Start of Block

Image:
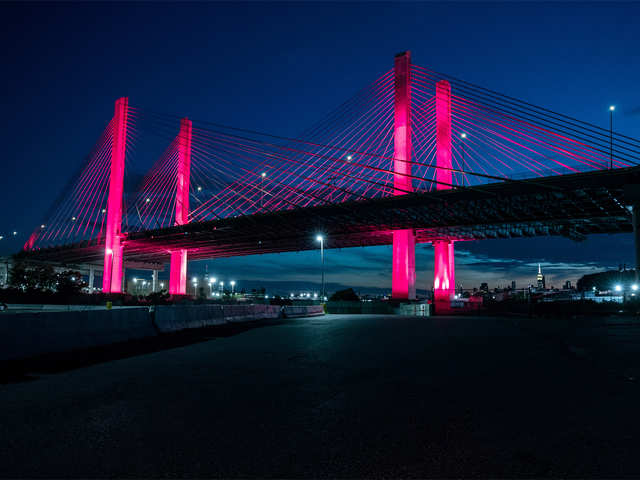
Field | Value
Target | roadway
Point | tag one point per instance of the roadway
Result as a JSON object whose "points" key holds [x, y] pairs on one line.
{"points": [[339, 396]]}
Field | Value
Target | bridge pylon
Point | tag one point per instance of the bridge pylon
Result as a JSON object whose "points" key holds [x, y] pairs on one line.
{"points": [[178, 268], [444, 260], [404, 241], [112, 274]]}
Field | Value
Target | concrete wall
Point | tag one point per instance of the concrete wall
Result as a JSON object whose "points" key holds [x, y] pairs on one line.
{"points": [[31, 333], [172, 318], [28, 334]]}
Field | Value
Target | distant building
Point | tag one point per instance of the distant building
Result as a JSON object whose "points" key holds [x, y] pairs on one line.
{"points": [[540, 279]]}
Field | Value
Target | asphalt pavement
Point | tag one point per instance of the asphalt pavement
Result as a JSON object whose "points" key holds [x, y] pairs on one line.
{"points": [[337, 396]]}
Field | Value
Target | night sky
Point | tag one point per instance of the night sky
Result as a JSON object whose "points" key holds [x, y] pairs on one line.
{"points": [[280, 67]]}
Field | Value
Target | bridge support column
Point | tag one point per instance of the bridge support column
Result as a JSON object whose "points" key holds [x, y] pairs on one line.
{"points": [[178, 268], [404, 260], [112, 273], [92, 274], [636, 234], [444, 263]]}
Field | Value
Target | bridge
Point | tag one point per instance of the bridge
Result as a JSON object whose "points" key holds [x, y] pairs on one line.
{"points": [[417, 156]]}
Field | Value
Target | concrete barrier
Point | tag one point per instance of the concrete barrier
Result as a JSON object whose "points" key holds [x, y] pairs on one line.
{"points": [[28, 334], [173, 318], [293, 311]]}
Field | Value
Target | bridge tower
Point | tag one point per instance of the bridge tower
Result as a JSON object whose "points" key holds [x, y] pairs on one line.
{"points": [[404, 241], [444, 278], [112, 273], [178, 269]]}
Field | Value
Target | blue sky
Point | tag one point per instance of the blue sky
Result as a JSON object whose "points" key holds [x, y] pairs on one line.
{"points": [[278, 67]]}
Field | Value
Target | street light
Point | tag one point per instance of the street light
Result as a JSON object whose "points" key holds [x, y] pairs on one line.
{"points": [[463, 136], [262, 175], [320, 239], [611, 109]]}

End of Block

### What to do
Show the lines where the word "column" appears in the entries.

### Task response
Target | bridge support column
Point | tag one point per instance of the bridge support column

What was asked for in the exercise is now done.